* _What you have to do_: Update the records below by replacing every occurrence of "example output" with "sample output". Leave everything else unchanged.

──────── Source records

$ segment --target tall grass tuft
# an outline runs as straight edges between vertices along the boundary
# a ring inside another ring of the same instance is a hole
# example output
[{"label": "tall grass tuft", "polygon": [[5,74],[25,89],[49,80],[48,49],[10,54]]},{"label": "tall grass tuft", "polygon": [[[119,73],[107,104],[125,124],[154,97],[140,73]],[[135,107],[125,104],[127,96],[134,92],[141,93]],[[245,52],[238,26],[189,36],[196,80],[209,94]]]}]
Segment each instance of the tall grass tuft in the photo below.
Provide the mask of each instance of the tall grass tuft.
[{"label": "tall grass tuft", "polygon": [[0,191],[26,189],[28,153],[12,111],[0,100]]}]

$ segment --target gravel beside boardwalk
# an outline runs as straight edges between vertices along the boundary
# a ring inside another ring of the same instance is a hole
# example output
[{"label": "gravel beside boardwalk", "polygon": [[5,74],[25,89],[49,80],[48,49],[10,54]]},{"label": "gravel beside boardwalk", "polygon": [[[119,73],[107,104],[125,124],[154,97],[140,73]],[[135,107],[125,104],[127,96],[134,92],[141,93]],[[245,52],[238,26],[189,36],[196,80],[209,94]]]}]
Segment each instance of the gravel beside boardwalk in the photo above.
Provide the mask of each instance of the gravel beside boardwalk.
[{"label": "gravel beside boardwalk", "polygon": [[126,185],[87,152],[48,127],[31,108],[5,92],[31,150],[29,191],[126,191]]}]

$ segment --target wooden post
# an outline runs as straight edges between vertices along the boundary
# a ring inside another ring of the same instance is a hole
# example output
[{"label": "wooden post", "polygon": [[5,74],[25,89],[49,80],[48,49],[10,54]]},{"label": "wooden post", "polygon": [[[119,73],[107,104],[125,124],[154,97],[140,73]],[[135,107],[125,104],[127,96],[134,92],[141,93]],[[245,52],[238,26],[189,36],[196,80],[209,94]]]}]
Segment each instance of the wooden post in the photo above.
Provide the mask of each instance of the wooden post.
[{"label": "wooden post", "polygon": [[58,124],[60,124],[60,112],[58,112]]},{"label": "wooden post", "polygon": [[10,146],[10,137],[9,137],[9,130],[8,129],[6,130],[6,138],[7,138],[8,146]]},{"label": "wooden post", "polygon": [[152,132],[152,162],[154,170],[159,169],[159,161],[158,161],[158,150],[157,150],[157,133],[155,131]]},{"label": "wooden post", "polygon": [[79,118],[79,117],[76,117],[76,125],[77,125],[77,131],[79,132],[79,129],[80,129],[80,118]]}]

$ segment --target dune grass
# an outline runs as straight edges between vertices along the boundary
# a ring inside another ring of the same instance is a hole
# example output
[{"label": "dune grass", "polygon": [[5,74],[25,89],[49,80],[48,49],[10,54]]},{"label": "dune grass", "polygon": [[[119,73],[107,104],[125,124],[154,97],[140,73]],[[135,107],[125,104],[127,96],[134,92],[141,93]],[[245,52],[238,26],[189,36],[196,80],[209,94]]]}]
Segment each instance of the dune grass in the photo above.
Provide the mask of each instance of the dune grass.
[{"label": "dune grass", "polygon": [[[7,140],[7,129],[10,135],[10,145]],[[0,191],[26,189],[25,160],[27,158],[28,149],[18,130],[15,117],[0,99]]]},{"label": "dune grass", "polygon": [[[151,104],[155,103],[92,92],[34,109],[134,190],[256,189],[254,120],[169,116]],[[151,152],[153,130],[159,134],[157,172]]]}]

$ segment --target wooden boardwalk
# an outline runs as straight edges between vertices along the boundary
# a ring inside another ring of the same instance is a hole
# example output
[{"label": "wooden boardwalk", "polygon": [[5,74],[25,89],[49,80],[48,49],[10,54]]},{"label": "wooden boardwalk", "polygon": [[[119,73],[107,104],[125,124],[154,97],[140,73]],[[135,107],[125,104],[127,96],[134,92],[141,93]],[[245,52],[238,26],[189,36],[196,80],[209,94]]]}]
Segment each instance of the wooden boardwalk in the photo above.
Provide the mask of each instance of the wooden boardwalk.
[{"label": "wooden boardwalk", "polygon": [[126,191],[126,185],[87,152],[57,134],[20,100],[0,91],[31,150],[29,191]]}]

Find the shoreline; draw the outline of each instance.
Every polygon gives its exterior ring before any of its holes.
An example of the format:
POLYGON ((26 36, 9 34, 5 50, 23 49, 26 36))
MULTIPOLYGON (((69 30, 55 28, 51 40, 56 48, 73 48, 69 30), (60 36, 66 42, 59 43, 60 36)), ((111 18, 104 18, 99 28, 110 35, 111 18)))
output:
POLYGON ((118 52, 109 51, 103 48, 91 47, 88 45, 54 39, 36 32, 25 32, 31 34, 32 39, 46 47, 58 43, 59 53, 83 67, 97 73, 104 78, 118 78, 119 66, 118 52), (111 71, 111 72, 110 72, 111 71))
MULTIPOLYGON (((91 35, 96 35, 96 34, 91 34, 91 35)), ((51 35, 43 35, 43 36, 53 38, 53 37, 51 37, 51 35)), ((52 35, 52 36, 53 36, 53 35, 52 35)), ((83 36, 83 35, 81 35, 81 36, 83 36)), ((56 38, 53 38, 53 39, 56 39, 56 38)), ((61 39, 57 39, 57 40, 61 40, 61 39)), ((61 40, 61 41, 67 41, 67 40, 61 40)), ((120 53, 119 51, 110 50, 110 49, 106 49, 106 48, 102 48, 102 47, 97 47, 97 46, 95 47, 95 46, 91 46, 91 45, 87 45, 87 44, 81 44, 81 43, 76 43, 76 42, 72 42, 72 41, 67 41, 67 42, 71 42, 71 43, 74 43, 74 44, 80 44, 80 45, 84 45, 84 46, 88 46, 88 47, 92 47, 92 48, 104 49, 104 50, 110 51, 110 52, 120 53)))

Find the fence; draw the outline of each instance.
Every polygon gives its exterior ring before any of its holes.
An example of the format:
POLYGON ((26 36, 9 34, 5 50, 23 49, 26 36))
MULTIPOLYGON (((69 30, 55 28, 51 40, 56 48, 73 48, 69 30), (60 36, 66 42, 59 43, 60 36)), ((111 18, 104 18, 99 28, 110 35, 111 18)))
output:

────────────────

* _The solution_:
$ segment --target tall grass tuft
# an outline runs as straight edges between vertices along the boundary
# a ring inside another ring of the same instance is a hole
# sample output
[{"label": "tall grass tuft", "polygon": [[5,74],[25,89],[49,80],[48,49],[10,54]]},{"label": "tall grass tuft", "polygon": [[[119,73],[107,104],[125,124],[154,97],[140,73]],[[135,107],[125,104],[127,96],[134,92],[141,93]],[[245,52],[238,26],[189,36],[196,80],[209,94]]]}]
Segment each instance of the tall grass tuft in the photo below.
Provide the mask of each instance of the tall grass tuft.
[{"label": "tall grass tuft", "polygon": [[0,191],[26,189],[28,153],[12,111],[0,100]]}]

$ segment --target gravel beside boardwalk
# an outline runs as straight edges between vertices along the boundary
# a ring inside another ring of the same instance is a hole
# sample output
[{"label": "gravel beside boardwalk", "polygon": [[5,74],[25,89],[49,80],[48,49],[10,54]]},{"label": "gravel beside boardwalk", "polygon": [[[119,73],[107,104],[125,124],[154,97],[140,73]],[[135,107],[125,104],[127,96],[134,92],[141,93]],[[245,52],[238,26],[189,36],[196,80],[209,94]]]}]
Segment each instance of the gravel beside boardwalk in the photo above.
Provide the mask of each instance of the gravel beside boardwalk.
[{"label": "gravel beside boardwalk", "polygon": [[126,185],[87,152],[48,127],[31,108],[5,92],[31,150],[29,191],[126,191]]}]

$ segment --target wooden post
# an outline runs as straight edges between vertices along the boundary
# a ring inside another ring of the same instance is a hole
# sample output
[{"label": "wooden post", "polygon": [[5,74],[25,89],[49,80],[48,49],[10,54]]},{"label": "wooden post", "polygon": [[[119,73],[107,104],[125,124],[154,97],[140,73]],[[135,107],[125,104],[127,96],[134,92],[141,93]],[[245,52],[238,26],[189,36],[196,80],[209,94]]]}]
Segment each instance of the wooden post in the photo above.
Provide the mask of each instance of the wooden post.
[{"label": "wooden post", "polygon": [[58,124],[60,124],[60,112],[58,112]]},{"label": "wooden post", "polygon": [[10,146],[10,137],[9,137],[9,130],[8,129],[6,130],[6,138],[7,138],[8,146]]},{"label": "wooden post", "polygon": [[152,132],[152,162],[154,170],[159,169],[159,161],[158,161],[158,150],[157,150],[157,133],[155,131]]},{"label": "wooden post", "polygon": [[79,118],[79,117],[76,117],[76,125],[77,125],[77,131],[79,132],[79,129],[80,129],[80,118]]}]

$ segment --target dune grass
# an outline runs as straight edges between vertices along the boundary
# a ring inside another ring of the same instance is a hole
# sample output
[{"label": "dune grass", "polygon": [[5,74],[25,89],[49,80],[48,49],[10,54]]},{"label": "dune grass", "polygon": [[[119,73],[107,104],[125,124],[154,97],[140,73]],[[135,107],[125,104],[127,96],[134,92],[141,93]],[[245,52],[238,26],[189,36],[196,80],[209,94]]]}]
Segment each instance of the dune grass in the photo above.
Provide the mask of each instance of the dune grass.
[{"label": "dune grass", "polygon": [[[7,140],[7,129],[10,135],[10,145]],[[0,191],[26,189],[25,160],[27,158],[28,149],[18,130],[15,117],[0,99]]]},{"label": "dune grass", "polygon": [[[151,104],[155,103],[92,92],[34,109],[134,190],[256,189],[254,120],[169,116]],[[151,152],[153,130],[159,134],[157,172]]]}]

$ segment --target wooden boardwalk
# an outline runs as straight edges between vertices along the boundary
# a ring inside another ring of the same instance is a hole
# sample output
[{"label": "wooden boardwalk", "polygon": [[5,74],[25,89],[49,80],[48,49],[10,54]]},{"label": "wooden boardwalk", "polygon": [[[119,73],[107,104],[125,124],[154,97],[140,73]],[[135,107],[125,104],[127,96],[134,92],[141,93]],[[245,52],[238,26],[189,36],[196,80],[209,94]]]}]
Segment each instance of the wooden boardwalk in the photo above.
Provide the mask of each instance of the wooden boardwalk.
[{"label": "wooden boardwalk", "polygon": [[126,191],[126,185],[87,152],[57,134],[20,100],[0,91],[31,150],[29,191]]}]

Find the shoreline; draw the outline of each instance.
Every polygon gives its exterior ring before any of its holes.
An example of the format:
POLYGON ((26 36, 9 34, 5 50, 23 49, 26 36))
MULTIPOLYGON (((69 30, 55 28, 51 40, 56 48, 73 48, 69 30), (60 36, 66 42, 59 43, 60 36)), ((111 18, 104 18, 99 28, 110 35, 111 18)))
output:
POLYGON ((118 52, 109 51, 103 48, 91 47, 88 45, 54 39, 36 32, 25 32, 31 34, 32 39, 46 47, 58 43, 59 53, 83 67, 97 73, 104 78, 118 78, 119 66, 118 52), (111 71, 111 72, 110 72, 111 71))
MULTIPOLYGON (((91 35, 96 35, 96 34, 91 34, 91 35)), ((51 35, 43 35, 43 36, 53 38, 53 37, 51 37, 51 35)), ((52 35, 52 36, 53 36, 53 35, 52 35)), ((83 36, 83 35, 81 35, 81 36, 83 36)), ((56 38, 53 38, 53 39, 56 39, 56 38)), ((61 39, 57 39, 57 40, 61 40, 61 39)), ((61 40, 61 41, 67 41, 67 40, 61 40)), ((120 53, 119 51, 110 50, 110 49, 106 49, 106 48, 102 48, 102 47, 97 47, 97 46, 95 47, 95 46, 91 46, 91 45, 87 45, 87 44, 81 44, 81 43, 76 43, 76 42, 72 42, 72 41, 67 41, 67 42, 71 42, 71 43, 74 43, 74 44, 80 44, 80 45, 84 45, 84 46, 88 46, 88 47, 92 47, 92 48, 104 49, 104 50, 110 51, 110 52, 120 53)))

Find the fence; draw the outline of each instance.
Every polygon gives its exterior ring before any of its holes.
An example of the format:
POLYGON ((26 36, 9 34, 5 50, 23 49, 26 36))
MULTIPOLYGON (((69 30, 55 28, 51 40, 56 48, 73 48, 69 30), (60 36, 66 42, 59 43, 60 36)), ((111 18, 104 18, 99 28, 110 35, 111 18)))
output:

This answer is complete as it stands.